Extract each line of the material below that contains the string "tower", matching case exactly.

◆ **Information given**:
** begin **

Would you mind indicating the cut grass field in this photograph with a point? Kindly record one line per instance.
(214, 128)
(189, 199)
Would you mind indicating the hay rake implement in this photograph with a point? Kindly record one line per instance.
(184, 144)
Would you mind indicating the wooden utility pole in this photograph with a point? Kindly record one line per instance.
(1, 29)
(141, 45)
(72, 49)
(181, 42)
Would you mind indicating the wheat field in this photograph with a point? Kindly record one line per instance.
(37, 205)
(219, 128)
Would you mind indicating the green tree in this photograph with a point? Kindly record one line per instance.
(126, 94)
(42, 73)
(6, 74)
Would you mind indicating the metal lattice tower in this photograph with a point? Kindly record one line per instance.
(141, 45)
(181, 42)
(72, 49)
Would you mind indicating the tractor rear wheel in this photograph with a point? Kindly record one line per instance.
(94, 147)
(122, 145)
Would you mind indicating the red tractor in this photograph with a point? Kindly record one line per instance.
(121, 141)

** end **
** begin **

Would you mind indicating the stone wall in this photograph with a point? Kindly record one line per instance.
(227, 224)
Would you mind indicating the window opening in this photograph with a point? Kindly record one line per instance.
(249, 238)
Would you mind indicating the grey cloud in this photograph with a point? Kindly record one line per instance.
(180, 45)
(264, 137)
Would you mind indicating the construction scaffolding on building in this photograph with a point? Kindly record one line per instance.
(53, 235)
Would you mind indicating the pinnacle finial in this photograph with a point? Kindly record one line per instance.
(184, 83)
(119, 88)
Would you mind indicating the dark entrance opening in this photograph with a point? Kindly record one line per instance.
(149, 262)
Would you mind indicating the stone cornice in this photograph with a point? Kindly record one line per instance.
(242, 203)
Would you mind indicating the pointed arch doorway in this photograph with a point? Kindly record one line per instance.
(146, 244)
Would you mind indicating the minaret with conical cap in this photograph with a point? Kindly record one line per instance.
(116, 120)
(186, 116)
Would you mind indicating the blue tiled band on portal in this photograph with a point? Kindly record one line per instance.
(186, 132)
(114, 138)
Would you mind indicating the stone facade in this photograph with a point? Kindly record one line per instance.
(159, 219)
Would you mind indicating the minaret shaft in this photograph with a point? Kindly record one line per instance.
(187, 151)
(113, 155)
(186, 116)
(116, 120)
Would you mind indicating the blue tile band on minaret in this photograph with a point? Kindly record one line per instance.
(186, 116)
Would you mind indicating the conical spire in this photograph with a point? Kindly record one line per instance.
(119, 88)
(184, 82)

** end **
** begin **

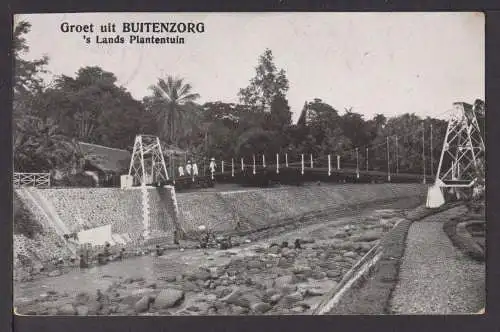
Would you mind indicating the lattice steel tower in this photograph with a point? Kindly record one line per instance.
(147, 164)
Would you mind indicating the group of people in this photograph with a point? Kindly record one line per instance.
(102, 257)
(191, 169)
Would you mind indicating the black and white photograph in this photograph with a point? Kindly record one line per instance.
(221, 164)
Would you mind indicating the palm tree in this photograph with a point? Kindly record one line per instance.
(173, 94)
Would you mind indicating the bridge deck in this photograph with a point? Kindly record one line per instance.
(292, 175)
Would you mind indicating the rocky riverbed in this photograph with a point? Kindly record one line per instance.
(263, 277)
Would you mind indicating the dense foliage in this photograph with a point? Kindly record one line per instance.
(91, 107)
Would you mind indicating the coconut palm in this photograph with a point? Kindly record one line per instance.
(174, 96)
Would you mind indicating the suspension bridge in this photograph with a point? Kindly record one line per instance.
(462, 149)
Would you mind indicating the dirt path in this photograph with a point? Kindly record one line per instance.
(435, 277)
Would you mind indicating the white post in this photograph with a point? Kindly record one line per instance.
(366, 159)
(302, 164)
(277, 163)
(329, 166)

** end **

◆ **Response to this exercise**:
Would you mind indicating the metal lattice tower in this photograph with a point? Kindly record one line per instance.
Would you mind indicating the lattice steel tower in this photograph with a point? Kindly record one line per instance.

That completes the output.